ASSIGNMENT: An exact repetition of the listing is required.

INFORMATION SUPPLIED:

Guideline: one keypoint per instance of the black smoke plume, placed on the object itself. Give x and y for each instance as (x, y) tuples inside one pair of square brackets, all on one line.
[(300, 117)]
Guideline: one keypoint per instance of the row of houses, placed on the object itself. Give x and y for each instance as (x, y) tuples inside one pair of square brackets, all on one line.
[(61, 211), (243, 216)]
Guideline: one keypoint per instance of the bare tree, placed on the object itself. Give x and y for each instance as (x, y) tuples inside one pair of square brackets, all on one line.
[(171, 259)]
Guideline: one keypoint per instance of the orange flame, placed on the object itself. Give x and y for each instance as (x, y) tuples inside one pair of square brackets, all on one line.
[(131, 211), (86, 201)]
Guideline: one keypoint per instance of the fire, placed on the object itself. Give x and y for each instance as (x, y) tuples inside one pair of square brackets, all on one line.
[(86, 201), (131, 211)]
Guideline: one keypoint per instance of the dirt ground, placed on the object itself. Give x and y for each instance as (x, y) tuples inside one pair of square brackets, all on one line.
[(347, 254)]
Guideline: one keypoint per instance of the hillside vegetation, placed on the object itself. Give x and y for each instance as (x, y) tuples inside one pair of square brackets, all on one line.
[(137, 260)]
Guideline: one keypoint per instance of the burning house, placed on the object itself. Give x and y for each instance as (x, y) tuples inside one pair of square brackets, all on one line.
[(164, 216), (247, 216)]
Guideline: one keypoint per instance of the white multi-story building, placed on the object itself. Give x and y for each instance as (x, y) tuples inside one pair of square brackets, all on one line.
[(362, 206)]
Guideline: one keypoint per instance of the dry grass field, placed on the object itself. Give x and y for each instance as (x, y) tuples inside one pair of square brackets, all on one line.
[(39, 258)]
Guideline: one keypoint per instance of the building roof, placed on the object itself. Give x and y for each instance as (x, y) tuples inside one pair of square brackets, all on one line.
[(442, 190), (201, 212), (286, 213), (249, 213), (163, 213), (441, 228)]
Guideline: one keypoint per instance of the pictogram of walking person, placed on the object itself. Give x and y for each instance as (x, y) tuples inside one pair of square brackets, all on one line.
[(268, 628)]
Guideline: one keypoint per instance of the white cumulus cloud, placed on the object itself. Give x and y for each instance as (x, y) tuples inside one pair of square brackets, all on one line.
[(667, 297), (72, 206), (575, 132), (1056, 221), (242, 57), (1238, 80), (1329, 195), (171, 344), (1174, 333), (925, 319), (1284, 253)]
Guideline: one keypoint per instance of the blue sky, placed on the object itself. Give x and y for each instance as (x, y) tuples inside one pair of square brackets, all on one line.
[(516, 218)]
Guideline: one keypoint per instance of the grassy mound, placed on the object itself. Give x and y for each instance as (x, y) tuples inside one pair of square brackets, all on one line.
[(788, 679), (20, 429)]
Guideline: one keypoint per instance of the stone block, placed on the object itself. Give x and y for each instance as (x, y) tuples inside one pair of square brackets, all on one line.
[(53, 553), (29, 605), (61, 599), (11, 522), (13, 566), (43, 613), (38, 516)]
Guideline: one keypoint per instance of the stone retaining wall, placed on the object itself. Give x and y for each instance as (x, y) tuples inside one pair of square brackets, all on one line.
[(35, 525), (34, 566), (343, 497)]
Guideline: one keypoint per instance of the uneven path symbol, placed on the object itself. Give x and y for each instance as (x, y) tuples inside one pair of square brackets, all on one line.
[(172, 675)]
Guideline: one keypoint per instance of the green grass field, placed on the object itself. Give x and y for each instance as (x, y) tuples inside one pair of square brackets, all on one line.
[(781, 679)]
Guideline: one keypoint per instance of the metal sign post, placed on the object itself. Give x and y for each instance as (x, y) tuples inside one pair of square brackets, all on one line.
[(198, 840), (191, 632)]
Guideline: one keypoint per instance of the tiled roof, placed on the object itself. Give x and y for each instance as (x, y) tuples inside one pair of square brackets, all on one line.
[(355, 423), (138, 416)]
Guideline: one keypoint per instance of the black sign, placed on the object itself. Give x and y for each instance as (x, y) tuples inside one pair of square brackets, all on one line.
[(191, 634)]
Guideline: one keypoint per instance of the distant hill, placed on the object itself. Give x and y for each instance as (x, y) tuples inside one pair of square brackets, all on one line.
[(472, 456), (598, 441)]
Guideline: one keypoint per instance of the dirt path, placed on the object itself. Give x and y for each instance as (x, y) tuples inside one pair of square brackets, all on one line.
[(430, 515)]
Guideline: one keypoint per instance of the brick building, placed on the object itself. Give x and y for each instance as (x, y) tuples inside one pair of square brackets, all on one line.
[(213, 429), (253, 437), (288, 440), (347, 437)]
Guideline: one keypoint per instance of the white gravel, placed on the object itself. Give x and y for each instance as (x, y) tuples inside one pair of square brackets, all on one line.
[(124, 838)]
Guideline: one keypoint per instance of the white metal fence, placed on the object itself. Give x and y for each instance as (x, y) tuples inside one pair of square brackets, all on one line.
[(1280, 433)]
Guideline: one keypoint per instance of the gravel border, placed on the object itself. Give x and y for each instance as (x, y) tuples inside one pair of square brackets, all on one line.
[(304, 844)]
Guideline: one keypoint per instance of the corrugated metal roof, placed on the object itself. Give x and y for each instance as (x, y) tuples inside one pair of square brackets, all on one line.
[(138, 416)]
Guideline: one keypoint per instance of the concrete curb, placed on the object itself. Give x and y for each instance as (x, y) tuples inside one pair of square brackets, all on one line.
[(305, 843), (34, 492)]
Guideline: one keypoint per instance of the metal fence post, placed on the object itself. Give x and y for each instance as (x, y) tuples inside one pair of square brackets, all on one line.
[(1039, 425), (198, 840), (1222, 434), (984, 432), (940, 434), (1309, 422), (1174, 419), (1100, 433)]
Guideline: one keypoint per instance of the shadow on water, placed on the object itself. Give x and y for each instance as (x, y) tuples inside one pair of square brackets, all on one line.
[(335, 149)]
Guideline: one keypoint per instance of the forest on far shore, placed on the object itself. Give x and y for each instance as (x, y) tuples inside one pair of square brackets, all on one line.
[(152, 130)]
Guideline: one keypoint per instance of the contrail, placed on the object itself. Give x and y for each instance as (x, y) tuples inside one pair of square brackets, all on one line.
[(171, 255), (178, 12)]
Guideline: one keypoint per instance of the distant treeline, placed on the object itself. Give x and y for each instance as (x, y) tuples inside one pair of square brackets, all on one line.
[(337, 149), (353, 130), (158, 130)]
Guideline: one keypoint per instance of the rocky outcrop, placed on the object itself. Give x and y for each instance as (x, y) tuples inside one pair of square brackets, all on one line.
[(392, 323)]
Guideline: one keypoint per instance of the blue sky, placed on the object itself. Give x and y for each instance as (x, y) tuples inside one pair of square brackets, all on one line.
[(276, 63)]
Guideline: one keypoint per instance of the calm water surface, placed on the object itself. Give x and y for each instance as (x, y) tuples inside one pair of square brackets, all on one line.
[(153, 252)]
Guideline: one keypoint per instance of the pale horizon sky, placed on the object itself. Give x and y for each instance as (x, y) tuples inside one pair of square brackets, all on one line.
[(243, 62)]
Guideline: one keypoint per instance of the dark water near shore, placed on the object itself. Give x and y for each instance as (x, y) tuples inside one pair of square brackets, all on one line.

ANSWER FOR THE TASK:
Guideline: one keypoint per instance of the black smoke plume, placed on the object itself. Give x and y for each instance as (x, y) tuples inside one pair of square brackets, all on one line.
[(300, 117)]
Guideline: one keypoint per instance of the row of houses, placed on the object itself. Give x and y for each instance as (x, y) tuples inside one pair of square brackets, all on one line.
[(61, 211), (243, 216)]
Guideline: one keypoint per instance of the bare tree, placed on the object itself. Give x and y for each instance as (x, y) tuples inside one pair of square brackets, all on one line.
[(171, 259)]
Guideline: one keypoint per instance of the orange flame, placed on the object itself. Give x and y for each instance as (x, y) tuples inside one pair of square brackets, all on one line.
[(131, 211), (86, 201)]
Guideline: one keypoint per instance of the fire, placed on the object itself. Give x and y for each instance as (x, y) tuples inside one pair of square brackets, all on one line.
[(86, 201), (131, 211)]
Guideline: one keypoint per instance of the dirt ground, placed on the object itself. Give x and y for each instance as (x, y) tuples inside one pair of square brackets, all on one line.
[(347, 254)]
Guideline: one keypoint per instance of the hillside vegetation, placed on the object itself. Give x and y for each instance as (x, y) tuples inside one pair of square brackets, all on one line.
[(137, 260)]
Guideline: one keypoint per instance of the burning house, placed on the object itself. Give x and y for each instance as (x, y) tuples inside one pair of square brackets, all on one line.
[(164, 216), (247, 216)]
Guideline: one keypoint per instance of the white multi-story building, placed on the object itself. Give x and y for each instance as (x, y) tuples inside one pair of square brackets, all on one line.
[(362, 206)]
Guideline: one keypoint per instance of the dry grass field, placed on the object itself. Give x and y for each instance as (x, y) tuples inside one pair of square brackets, all on one line.
[(39, 258)]
Guideline: one keypoint per instance of the building roof, placed on the object itself. Give x and y for each instance as (x, y) tuples inside one pair of square brackets, all on one line.
[(442, 190), (201, 212), (286, 213), (249, 213), (163, 213), (441, 228)]
Guideline: one keypoint per instance of the pictogram of walking person, placed on the object itself. Give x and y for each instance as (x, y) tuples inside one pair of square brackets, all on one line.
[(268, 628)]
Guideline: one keypoint per instance of the white cumulus cloud, placed on the object itself. Give x and y for each instance as (x, y) tuples inside one pair of square brackets, all on one line.
[(667, 297), (72, 206), (575, 132), (1056, 221), (242, 57), (1238, 80), (1329, 195), (171, 344), (1174, 333), (925, 319), (1284, 253)]
Guideline: one keypoint per instance of the blue sky, placed on the object itself. Give x and y for each instance as (x, y) tuples inside one pair of square brackets, all on one line.
[(516, 218)]
Guideline: one keypoint per instance of the grassy mound, placed on the object itself. Give x and y for each instance as (x, y) tuples inside one pair of square brackets, all on one line.
[(788, 679), (20, 429)]
Guideline: one keypoint per instance of the stone block, placed on the object itself. Give x and y for each instance as (x, y) tuples inside one pair of square brackets, all on one line.
[(53, 553), (29, 605), (61, 599), (11, 522), (13, 566), (43, 613), (38, 516)]
Guideline: one keypoint per instance of the stone retaining wall, placed on the object itself. Give x and y for each instance as (x, y) tuples inside one pair of square brackets, all on one line.
[(35, 525), (34, 566), (343, 497)]
Guideline: one keypoint per instance of the uneven path symbol, placed on the object itself. Give x and y for each instance as (x, y) tuples inside one pair of square brackets, all on one line.
[(172, 675)]
Guideline: one keypoint per instance of the green grass field, placed on the object itself. Give x and y for each instance as (x, y) tuples inside one pair of square brackets, all on one line.
[(781, 679)]
Guideline: one keypoint per instance of the metal sign post, placed on the object itself. Give x and y for each instance as (x, y) tuples inside one pair of square brackets, all on one line.
[(198, 840), (191, 632)]
Guideline: one keypoint per instance of the tiled roof, placed on the object itself. Give x and y for each instance as (x, y) tuples inside one pair of square brackets, all on one line.
[(355, 423), (138, 416)]
Guideline: one keypoint per instance of the black sign, placed on the object itself. Give x and y for each instance as (x, y) tuples inside one pair of square brackets, all on one line.
[(191, 634)]
Guideline: one keypoint per instance of the distant hill, placed on the object itself. Give x and y for each instance as (x, y) tuples inside one pair of square brackets, all on one line.
[(472, 456), (598, 441)]
Guideline: one keypoint per instance of the dirt path, placed on the object itself. Give x and y for each instance as (x, y) tuples inside one pair of square brackets, all on one line.
[(430, 515)]
Guideline: one keypoint per instance of the brick building, placed on the object itself. Give x and y for each instance as (x, y) tuples inside one pair of square brackets, all on one line.
[(213, 429), (253, 437), (288, 440), (347, 437)]
Guideline: one keypoint per instance of the white gravel, placed on the object itself. Give x and y for each instance as (x, y) tuples inside one pair of square brackets, all on one line.
[(124, 838)]
Guideline: one keypoint per instance of the white metal fence, placed on the object itself. Give x and y for each instance as (x, y) tuples inside one pair of square brackets, all on one line.
[(1280, 433)]
Guideline: one keypoint per instance of the gravel border, placed on the object itself. Give x and y for each instance as (x, y) tuples inside one pair of square brackets, all on one line.
[(304, 844)]
Guideline: one keypoint per instance of the corrugated metal roof, placed on the object itself. Give x and y for each instance as (x, y) tuples inside one pair of square brackets, all on one line.
[(138, 416)]
Guideline: one keypoint per instance of the concrete curb, placed on the object itself. Give x and y for each instance as (x, y) tuples inside one pair of square brackets, all on one line.
[(305, 843), (34, 492)]
Guideline: one keypoint per instance of the metal fence post, placed on the object itself. Give x and y for each instance as (x, y) tuples inside one pair of square brackets, all on one line.
[(1039, 425), (198, 840), (1222, 434), (984, 432), (940, 434), (1309, 422), (1174, 419), (1100, 433)]
Guideline: one keypoint per instance of the shadow on water, placed on the object itself. Give x and y for each instance as (x, y) tuples inside one pair of square brackets, all on one line.
[(335, 149)]
Guideline: one keypoint per instance of the forest on far shore, placed on the object itself. Give x and y for each instance as (x, y) tuples inside one pair of square brackets, all on one line.
[(152, 130)]
Guideline: one keypoint per instance of the contrail, placed on the object itself. Give x and y for each instance as (x, y) tuples inside one pair of square brackets, all on one line.
[(171, 255), (178, 12)]
Guideline: one keypoint per instance of the distant treeline, placed on the object itself. Give x and y for each instance as (x, y) tuples inside one pair of square brackets, all on one line.
[(337, 149), (353, 130), (158, 130)]
Guideline: one keypoint per instance of the rocky outcrop, placed on the object itself. Give x and y for each instance as (x, y) tuples inside one pair of square brackets, all on one line.
[(392, 323)]
Guideline: one keypoint per instance of the blue sky, placed on the object itself. Give x and y for each instance as (x, y) tuples inside one pair of square brackets, all on one line.
[(276, 63)]
Guideline: one keypoint per instance of the calm water surface, placed on the object itself. Give x and y for each instance as (x, y) tuples inside one pair of square brackets, all on one line.
[(153, 252)]
Guideline: one keypoint per instance of the pale horizon sky, placed on the object itself. Give x and y for each instance as (x, y) tuples inside one pair of square brackets, all on one line.
[(243, 62)]
Guideline: one keypoint per instance of the dark water near shore, placed on the object itself. Give x and y for each instance as (x, y) tuples inside one pair of square brackets, all on one line.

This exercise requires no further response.